What are appropriate investigations?

Investigations are generally divided into 2 broad groups. The first thing to do is to obtain a tissue sample (biopsy) to confirm that the growth indeed is a cancer. The second thing to do is to obtain scans of the tumor, the neck and the rest of the body to determine what stage the cancer is. Scans that may be performed include CT, MRI, US or PET scans. Many of the scans are complimentary and do not be surprised if your doctor asks for more than one scan as each scan compliments the other.

What are the general principles of treatment?

The management of head and neck cancers, especially for advanced cancers can be complex but in general, the following principles apply:

  1. Early stage cancers usually need one mode of treatment (either surgery or radiotherapy)
  2. Advanced stage cancers usually need at least 2 modes of treatment (either surgery with radiotherapy, or radiotherapy with chemotherapy)

#### [Provided data]
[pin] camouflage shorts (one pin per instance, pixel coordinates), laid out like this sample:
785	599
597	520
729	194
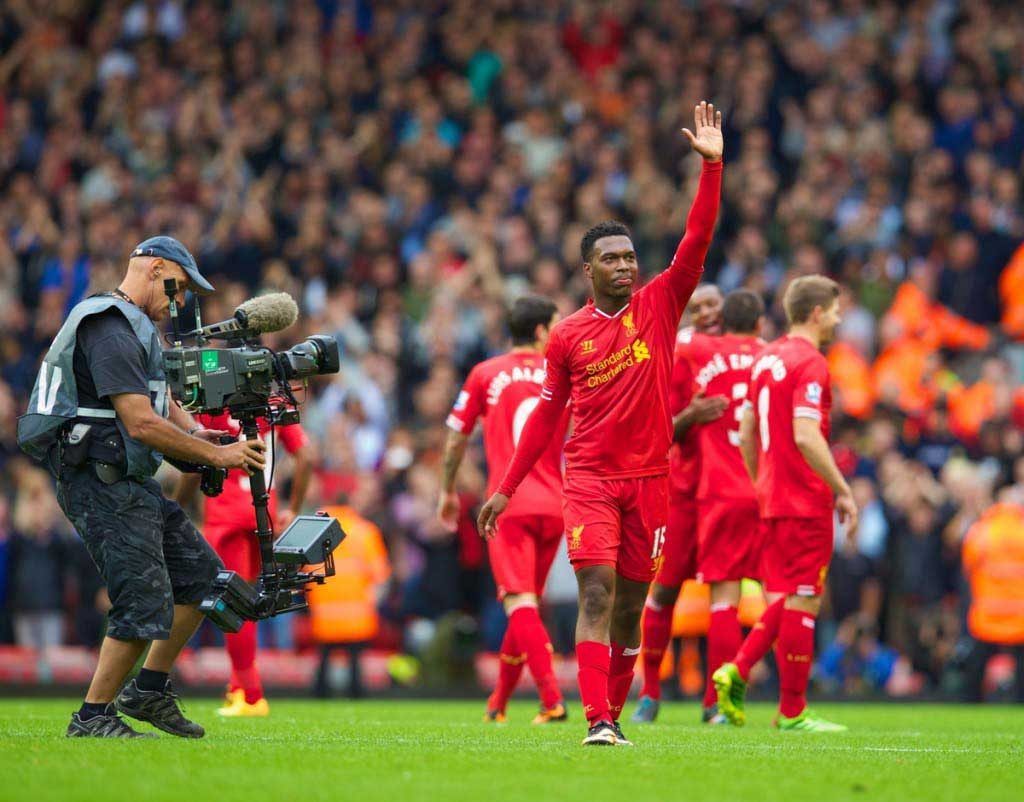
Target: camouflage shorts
148	553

#### [What to work on]
Write the next part of the head and neck cancer passage, starting right after its second numbered treatment principle.

#### [Answer box]
  3. The use of chemotherapy with radiotherapy (as opposed to surgery and radiotherapy) has the advantage of enabling preservation of the tissues and organs from which the cancer arises (and hence in theory preservation of functions like swallowing and speech). Equivalent cure rates can be achieved with either option in some instances. However this is not always the case. Depending on the location and size of the cancer, the choice of surgery and radiotherapy may be preferable over chemoradiotherapy to achieve better cure rates. Additionally, some cancers are best treated with surgery and radiotherapy rather than radiotherapy and chemotherapy. Your specialist is best placed to explain this to you.
  4. Whether or not a patient is suitable for surgery and radiotherapy or chemotherapy and radiotherapy also depends on many other factors, such as age of the patient, health in general and current function of the organ from which the cancer arises.
  5. Sometimes, very advanced cancers are best treated with all 3 modalities (surgery, radiotherapy and chemotherapy)

What is the prognosis and cure rate?

This varies greatly depending on the stage of tumor and type of tumor. Clinicians often talk about 5 year survival rates, as it is premature to say a patient is cured till at least 5 years have elapsed. In general, the 5 year overall survival rate is about 70-90% for early stage cancers and 30-50% for advanced stage cancers. However, certain cancers like nasopharyngeal cancers, some oropharyngeal cancers, voice box and most thyroid cancers have a much better prognosis then the general figures.

What are the side effects of treatment?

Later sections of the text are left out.